Entries provided →
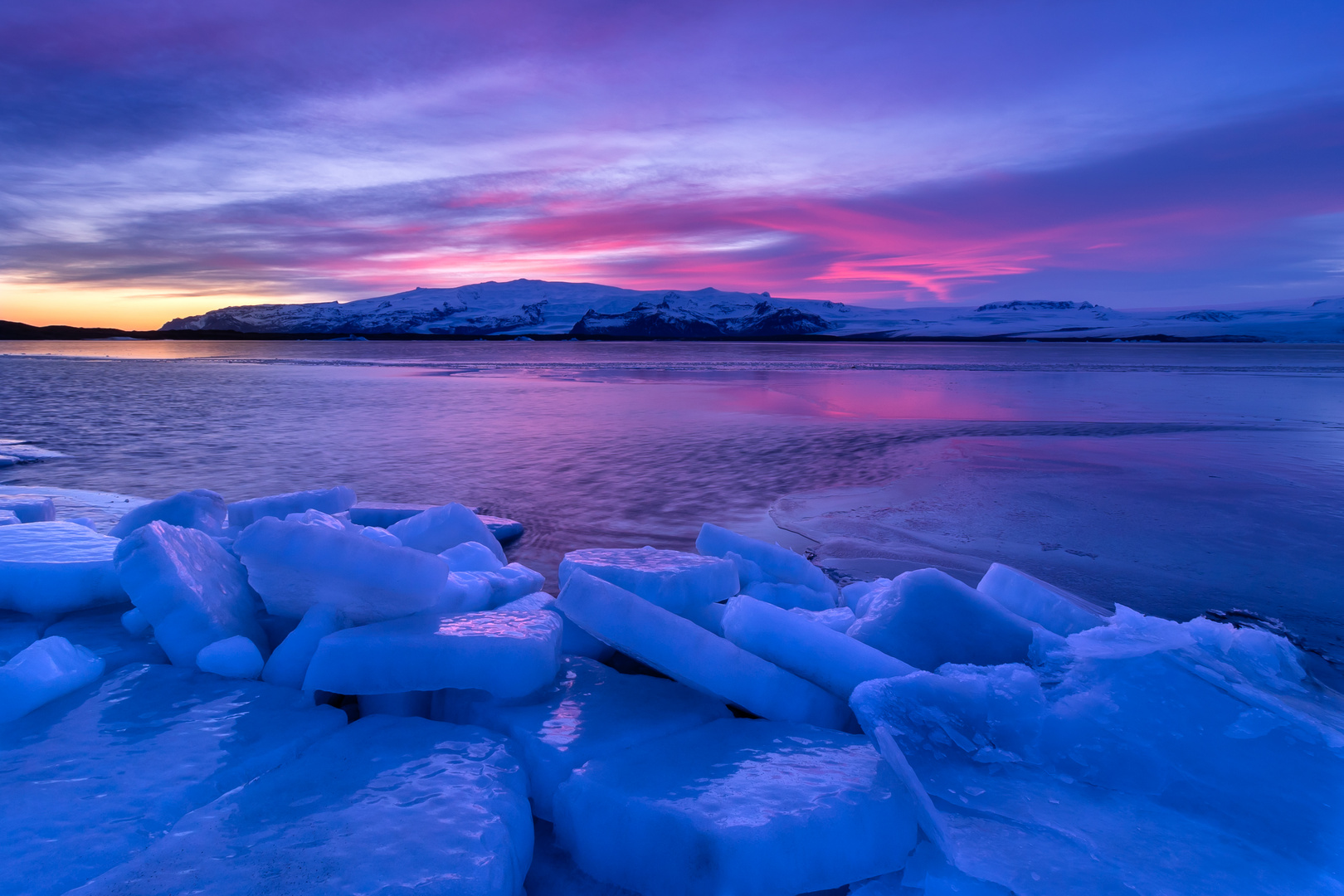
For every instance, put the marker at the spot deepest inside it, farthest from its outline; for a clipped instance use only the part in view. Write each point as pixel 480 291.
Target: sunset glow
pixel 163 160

...

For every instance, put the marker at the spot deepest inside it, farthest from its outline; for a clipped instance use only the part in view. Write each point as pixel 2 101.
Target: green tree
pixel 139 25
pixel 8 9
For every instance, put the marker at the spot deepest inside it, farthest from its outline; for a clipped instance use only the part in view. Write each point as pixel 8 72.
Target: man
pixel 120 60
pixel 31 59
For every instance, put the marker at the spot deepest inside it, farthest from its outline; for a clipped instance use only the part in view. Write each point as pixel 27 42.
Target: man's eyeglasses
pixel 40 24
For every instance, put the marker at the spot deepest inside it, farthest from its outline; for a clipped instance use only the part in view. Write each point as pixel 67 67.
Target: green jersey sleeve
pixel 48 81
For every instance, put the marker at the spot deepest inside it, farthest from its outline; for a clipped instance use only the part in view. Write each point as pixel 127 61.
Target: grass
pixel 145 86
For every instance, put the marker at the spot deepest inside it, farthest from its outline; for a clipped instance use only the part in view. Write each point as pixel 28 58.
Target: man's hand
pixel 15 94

Written exercise → Write out the rows word for word, starting at the line that contains "pixel 67 67." and stopping after the line that contains "pixel 145 86".

Result of the task →
For every instance, put the marker at the spot deepest inside it, farthest from its outline; for a clipped instance use only the part in view. Write each point as pixel 67 67.
Target: green jersey sleeve
pixel 48 81
For every instance, put the marker at the spot deepest inside it, farthest from its outline; for a clipped instance use only the part in view. Write each point as pixel 127 61.
Target: grass
pixel 145 86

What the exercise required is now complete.